(Items from a labeling collection)
• • • •

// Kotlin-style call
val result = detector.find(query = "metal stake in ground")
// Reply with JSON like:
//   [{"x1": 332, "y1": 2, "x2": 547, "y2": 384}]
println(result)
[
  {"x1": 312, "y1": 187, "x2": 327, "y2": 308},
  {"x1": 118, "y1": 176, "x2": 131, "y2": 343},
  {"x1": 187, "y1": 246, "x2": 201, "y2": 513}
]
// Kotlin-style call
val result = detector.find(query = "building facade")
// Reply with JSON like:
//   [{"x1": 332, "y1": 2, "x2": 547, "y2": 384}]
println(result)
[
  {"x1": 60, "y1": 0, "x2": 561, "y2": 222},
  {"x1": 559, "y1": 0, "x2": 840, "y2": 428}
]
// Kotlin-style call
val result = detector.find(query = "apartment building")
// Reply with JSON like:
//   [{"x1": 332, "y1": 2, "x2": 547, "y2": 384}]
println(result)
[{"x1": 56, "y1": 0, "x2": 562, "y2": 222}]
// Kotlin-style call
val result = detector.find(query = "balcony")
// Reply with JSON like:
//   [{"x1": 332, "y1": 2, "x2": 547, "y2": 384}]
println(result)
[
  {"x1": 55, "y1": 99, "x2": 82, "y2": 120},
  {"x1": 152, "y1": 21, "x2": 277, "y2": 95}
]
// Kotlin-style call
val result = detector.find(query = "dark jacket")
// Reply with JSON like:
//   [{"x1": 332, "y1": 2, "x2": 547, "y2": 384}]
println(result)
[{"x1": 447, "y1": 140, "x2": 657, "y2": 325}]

• • • •

● The request:
Duplicate the records above word for word, with nothing changed or left out.

● Answer to this task:
// Kotlin-style call
val result = detector.find(query = "metal stake in ground")
// Reply with JSON like:
//   [{"x1": 332, "y1": 2, "x2": 547, "y2": 384}]
println(result)
[
  {"x1": 312, "y1": 187, "x2": 327, "y2": 308},
  {"x1": 118, "y1": 176, "x2": 131, "y2": 343},
  {"x1": 187, "y1": 246, "x2": 201, "y2": 513}
]
// Kotlin-style call
val result = detector.find(query = "building facade")
// Reply with JSON like:
//   [{"x1": 332, "y1": 2, "x2": 547, "y2": 384}]
println(result)
[
  {"x1": 60, "y1": 0, "x2": 561, "y2": 222},
  {"x1": 559, "y1": 0, "x2": 840, "y2": 428}
]
// Kotlin-style call
val result = detector.find(query = "apartment building")
// Reply with JSON like:
//   [{"x1": 332, "y1": 2, "x2": 547, "y2": 384}]
println(result)
[{"x1": 56, "y1": 0, "x2": 562, "y2": 222}]
// Kotlin-style call
val result = detector.find(query = "balcony")
// Reply with JSON like:
//   [{"x1": 332, "y1": 2, "x2": 547, "y2": 384}]
println(result)
[
  {"x1": 55, "y1": 99, "x2": 82, "y2": 120},
  {"x1": 152, "y1": 21, "x2": 277, "y2": 95}
]
// Kotlin-style call
val result = detector.find(query = "dark jacket")
// Reply with JSON like:
//   [{"x1": 332, "y1": 2, "x2": 547, "y2": 384}]
println(result)
[{"x1": 447, "y1": 140, "x2": 657, "y2": 325}]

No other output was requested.